(Dataset extract Opens)

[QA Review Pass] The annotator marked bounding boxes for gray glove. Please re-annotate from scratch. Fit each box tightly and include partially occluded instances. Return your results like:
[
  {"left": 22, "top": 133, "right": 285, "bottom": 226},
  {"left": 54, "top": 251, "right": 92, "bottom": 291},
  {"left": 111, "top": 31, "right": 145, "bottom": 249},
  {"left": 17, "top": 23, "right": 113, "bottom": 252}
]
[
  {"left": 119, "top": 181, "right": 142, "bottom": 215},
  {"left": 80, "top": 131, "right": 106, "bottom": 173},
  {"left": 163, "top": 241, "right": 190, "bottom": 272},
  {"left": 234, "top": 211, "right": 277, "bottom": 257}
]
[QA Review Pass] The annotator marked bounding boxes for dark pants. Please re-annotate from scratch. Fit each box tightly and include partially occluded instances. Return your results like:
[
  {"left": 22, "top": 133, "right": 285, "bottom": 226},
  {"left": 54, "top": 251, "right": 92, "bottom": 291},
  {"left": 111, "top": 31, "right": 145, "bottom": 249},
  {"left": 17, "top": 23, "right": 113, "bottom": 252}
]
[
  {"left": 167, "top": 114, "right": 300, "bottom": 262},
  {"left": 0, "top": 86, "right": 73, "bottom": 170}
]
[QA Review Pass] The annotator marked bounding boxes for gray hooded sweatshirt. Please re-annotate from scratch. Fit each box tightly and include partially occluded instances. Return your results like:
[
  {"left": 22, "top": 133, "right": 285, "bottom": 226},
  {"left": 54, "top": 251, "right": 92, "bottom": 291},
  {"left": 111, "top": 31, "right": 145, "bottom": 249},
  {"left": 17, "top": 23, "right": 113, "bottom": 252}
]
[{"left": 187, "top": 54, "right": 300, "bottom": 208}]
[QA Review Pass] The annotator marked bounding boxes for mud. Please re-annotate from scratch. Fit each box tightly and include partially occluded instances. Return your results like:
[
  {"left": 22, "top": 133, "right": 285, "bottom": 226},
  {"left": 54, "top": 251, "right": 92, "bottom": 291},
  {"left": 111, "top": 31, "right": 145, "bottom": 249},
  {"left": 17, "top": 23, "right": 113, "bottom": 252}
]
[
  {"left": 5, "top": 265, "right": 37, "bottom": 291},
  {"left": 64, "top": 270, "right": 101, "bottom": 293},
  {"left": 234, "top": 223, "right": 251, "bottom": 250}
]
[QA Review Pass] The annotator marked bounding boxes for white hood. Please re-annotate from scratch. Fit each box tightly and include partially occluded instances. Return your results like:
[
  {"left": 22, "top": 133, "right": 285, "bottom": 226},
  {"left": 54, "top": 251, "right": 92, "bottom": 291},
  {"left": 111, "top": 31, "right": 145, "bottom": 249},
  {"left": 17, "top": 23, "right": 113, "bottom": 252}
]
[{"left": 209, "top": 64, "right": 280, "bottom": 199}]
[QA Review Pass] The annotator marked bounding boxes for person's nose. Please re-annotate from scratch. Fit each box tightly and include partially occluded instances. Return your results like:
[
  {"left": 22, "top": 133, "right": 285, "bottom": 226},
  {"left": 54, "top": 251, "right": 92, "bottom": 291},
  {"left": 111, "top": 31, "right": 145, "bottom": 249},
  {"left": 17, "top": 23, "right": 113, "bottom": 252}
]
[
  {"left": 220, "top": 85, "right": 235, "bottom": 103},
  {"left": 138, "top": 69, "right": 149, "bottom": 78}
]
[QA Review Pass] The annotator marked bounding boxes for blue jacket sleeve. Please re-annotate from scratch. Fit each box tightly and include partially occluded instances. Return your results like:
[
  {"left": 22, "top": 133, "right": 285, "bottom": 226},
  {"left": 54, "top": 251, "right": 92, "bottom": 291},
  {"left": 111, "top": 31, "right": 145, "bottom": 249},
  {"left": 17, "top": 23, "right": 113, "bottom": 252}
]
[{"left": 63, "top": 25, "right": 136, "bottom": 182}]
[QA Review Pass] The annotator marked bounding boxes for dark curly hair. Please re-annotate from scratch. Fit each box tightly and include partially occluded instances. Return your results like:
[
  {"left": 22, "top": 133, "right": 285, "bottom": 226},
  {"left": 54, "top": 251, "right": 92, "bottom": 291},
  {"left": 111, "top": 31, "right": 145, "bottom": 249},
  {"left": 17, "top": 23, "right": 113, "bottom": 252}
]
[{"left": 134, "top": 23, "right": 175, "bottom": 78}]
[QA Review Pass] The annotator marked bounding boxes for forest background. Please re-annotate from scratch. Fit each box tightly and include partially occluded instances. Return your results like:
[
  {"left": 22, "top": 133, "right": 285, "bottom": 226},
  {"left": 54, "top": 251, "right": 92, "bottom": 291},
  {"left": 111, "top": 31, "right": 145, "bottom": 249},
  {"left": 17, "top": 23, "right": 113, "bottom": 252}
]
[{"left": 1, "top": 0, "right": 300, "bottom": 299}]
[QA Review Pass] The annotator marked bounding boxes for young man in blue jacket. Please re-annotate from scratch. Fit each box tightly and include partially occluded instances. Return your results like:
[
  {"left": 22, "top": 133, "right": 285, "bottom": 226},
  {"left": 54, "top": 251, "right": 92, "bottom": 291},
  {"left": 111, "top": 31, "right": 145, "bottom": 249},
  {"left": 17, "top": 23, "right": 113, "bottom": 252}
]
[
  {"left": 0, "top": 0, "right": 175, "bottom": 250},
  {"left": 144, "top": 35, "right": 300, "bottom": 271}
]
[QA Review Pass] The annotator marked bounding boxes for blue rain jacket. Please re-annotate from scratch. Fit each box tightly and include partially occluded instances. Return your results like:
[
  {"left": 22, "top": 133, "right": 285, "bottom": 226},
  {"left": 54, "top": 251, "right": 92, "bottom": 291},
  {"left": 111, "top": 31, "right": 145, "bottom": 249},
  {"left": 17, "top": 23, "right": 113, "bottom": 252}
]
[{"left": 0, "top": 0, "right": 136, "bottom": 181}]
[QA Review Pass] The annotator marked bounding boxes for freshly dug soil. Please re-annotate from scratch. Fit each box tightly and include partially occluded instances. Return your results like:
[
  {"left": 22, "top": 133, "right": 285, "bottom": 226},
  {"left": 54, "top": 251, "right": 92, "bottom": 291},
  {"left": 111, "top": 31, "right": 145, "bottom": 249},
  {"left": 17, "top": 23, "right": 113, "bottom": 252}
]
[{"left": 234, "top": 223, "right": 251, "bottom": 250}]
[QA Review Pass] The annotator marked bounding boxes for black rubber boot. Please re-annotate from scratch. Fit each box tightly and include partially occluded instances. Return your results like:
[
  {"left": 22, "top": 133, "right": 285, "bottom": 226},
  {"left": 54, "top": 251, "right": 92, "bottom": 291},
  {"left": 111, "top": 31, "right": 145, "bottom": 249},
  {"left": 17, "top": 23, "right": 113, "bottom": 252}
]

(Dataset extract Closes)

● Your task
Report the count of lines in the listing above that include "jacket", and nothing more.

● Completed task
3